:: Bacaan ::

Jalinan Persaudaraan antara Keluarga dan Sahabat Nabi Muhammad SAW

Pada pembahasan terdahulu telah dijelaskan tentang pandangan Ahl-Sunnah wa al-Jama’ah yang berkeyakinan akan kemuliaan sahabat Nabi SAW, walaupun telah terjadi musibah perselisihan pada sebagian mereka. Lalu, bagaimanakah sesungguhnya hubungan persaudaraan dan jalinan kekeluargaan yang terbangun diantara mereka?

Musibah perselisihan yang terjadi pada sebagian sahabat tidak dapat dijadikan tanda kalau diantara para sahabat tidak terjalin persaudaraan yang sangat erat. Justru sebaliknya, jalinan kemesraan yang bertaut di hati mereka ibarat cinta bersambut, kasih berjawab. Indahnya pergaulan antara keluarga dan sahabat Nabi SAW harus diteladani oleh umat islam. Hal ini terungkap dari tutur kata Sayyidina ‘Ali RA yang selalu menjunjung tinggi para sahabat sebagai manifestasi rasa cinta yang mendalam. Terutama kepada para sahabat besar. Dalam kitab Al-Syafi karya al-Syariif al-Murtadha yang dijuluki ‘Alam al-Huda juz 2, hal 428, diceritakan tentang ucapan Sayyidina ‘Ali RA mengenai sahabat Abu Bakr RA dan ‘Umar RA. Sebagaimana yang dikutip dalam kitab al-Syi’ah Minhum ‘Aliahim

وَقاَلَ رَضِيَ اللهُ عَنْهُ فِيْ حَقِّ اَبِي بَكْرٍ وَ عُمَرَ “انَّ خَيْرَ هَذِهِ اْلأُمَّةِ بَعْدَ نَبِيِّهاَ اَبُوْ بَكْرٍ وَ عُمَرُ رَ ضِيَ اللهُ عَنْهُماَ“(الشيعةمنهم عليهم،٦٠)

:::
:: Kutipan sumber ::

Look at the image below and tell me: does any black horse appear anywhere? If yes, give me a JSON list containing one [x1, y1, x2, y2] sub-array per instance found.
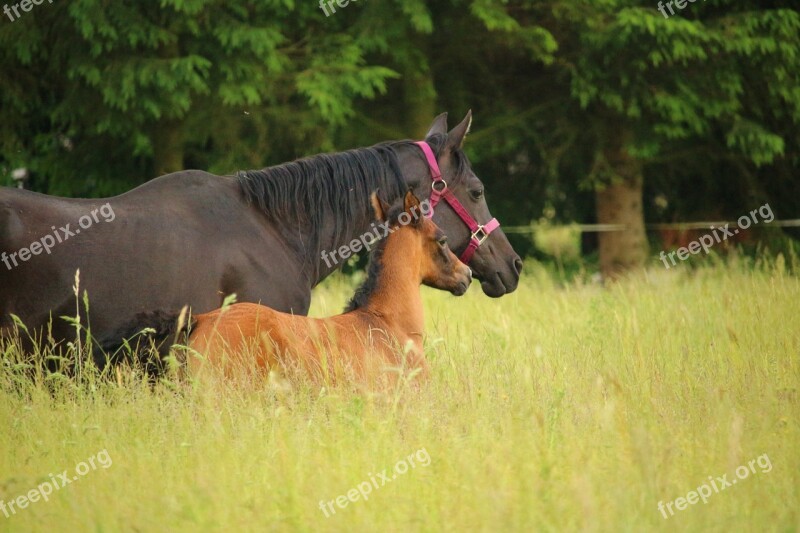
[[0, 114, 522, 340]]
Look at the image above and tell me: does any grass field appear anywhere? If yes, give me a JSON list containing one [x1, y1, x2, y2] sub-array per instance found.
[[0, 261, 800, 532]]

:::

# Perintah 1:
Salin persis bagian dari bacaan tentang keluarga dan sahabat Nabi, mulai dari "Jalinan Persaudaraan antara" dan terus sampai "terbangun diantara mereka?".
# Perintah 2:
Tulis bagian berikutnya dari bacaan tentang keluarga dan sahabat Nabi, menyambung dari kalimat terakhirnya.
Baris-baris tadi diambil dari sumber lain, bukan dari bacaan.

# Jawaban 1:
Jalinan Persaudaraan antara Keluarga dan Sahabat Nabi Muhammad SAW

Pada pembahasan terdahulu telah dijelaskan tentang pandangan Ahl-Sunnah wa al-Jama’ah yang berkeyakinan akan kemuliaan sahabat Nabi SAW, walaupun telah terjadi musibah perselisihan pada sebagian mereka. Lalu, bagaimanakah sesungguhnya hubungan persaudaraan dan jalinan kekeluargaan yang terbangun diantara mereka?

# Jawaban 2:
Sayyidina Ali AS berkata tentang sahabat Abu Bakr RA dan ‘Umar RA, “Sesungguhnya umat yang paling baik setelah Nabinya adalah Abu Bakr RA dan ‘Umar RA.”(AL-Syi’ah Minhum Alaihim,60)

Kecintaan Sayyidina ‘Ali RA berlangsung terus hingga sahabatnya itu meningggal dunia. Misalnya ketika Sayyidina ‘Umar RA meninggal dunia. Dalam kitab yang sama disebutkan:

لَمَّا غُسِلَ عُمَرُوَ كُفِنَ دَخَلَ عَلِيُّ وَقاَلَ عَلَيْهِ السَلاَمُ. “ماَ عَلَى الأَرْضِ اَحَدٌ اَحَبَّ اِلَيَّ اَنْ اَلْقَى اللهُ بِصَحِيْفَتِهِ مِنَ الْمُسَجَّى بَيْنَ اَضْهُرِكُمْ“(الشيعة منهم عليهم،٥٣)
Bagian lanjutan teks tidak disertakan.